> **REQUIREMENTS**: Can you continue the forum thread about finding a SketchUp component's tilt angle, starting right after its last line?

> **EXTRACT**:

Find the orientation of a component relative to the model

Hello,

With the method below, I am able to find the tilt angle in X of a component relative to the SketchUp scene.

mod = Sketchup.active_model
sel = mod.selection 
sel.grep(Sketchup::ComponentInstance).each do |s| 	
  xaxis = s.transformation.xaxis
  angle_between = xaxis.angle_between(X_AXIS)
  angle_radians = angle_between.radians
  p angle_radians
end

The problem is that if I tilt my component at 45 ° positive or negative on Y, the feedback will always be positive at 45°.

Angle.skp (85.5 KB)

Is it possible to find the component orientation to display -45 ° and 45 °?

Thank you in advance for your help.

Ps: I have already gone through the Sketchup :: Axes, Geom :: Transformation, Geom :: BoundingBox, Geom :: Point3d and Geom :: Vector3d class without finding a solution.

> **DATASET RECORDS**:
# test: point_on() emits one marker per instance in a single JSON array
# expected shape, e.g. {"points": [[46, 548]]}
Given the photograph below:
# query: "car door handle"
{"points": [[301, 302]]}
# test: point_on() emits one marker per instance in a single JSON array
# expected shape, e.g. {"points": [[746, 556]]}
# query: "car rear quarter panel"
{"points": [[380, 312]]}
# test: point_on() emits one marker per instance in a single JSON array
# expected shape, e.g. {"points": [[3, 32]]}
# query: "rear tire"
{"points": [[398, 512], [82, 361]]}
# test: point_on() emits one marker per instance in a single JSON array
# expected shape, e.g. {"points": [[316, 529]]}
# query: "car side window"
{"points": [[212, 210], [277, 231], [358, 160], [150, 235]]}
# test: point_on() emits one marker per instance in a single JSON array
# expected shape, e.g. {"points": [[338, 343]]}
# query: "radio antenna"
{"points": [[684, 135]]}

...

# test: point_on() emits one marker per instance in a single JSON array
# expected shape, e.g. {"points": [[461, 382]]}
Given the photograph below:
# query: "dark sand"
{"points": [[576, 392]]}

> **REPLY TO THE EXERCISE**:
Perhaps like this ?:

1 Like

P.S. - Please use correct coding language prefix so code is rendered correctly color lexed for Ruby.

Thanks for your dezmo example,

It doesn’t seem to work with components.
I tried to readjust the formula for a selected component and the result is always -90 °.

mod = Sketchup.active_model
sel = mod.selection 
sel.grep(Sketchup::ComponentInstance).each do |s| 
  tr = s.transformation	
  xaxis = tr.xaxis
  yaxis = tr.yaxis
  normal = Z_AXIS
  angle = Math.atan2((yaxis * xaxis) % normal, xaxis % yaxis)
  angle_radians = angle.radians
  p angle_radians
end

I am not sure which are vector1 and vector2 in the example eneroth3?

Is the code formatted correctly now?
While editing I am unable to format my code in ruby format.
Yet I use:
Format ruby

The Discourse Forum lexer does not know what “rubis” is.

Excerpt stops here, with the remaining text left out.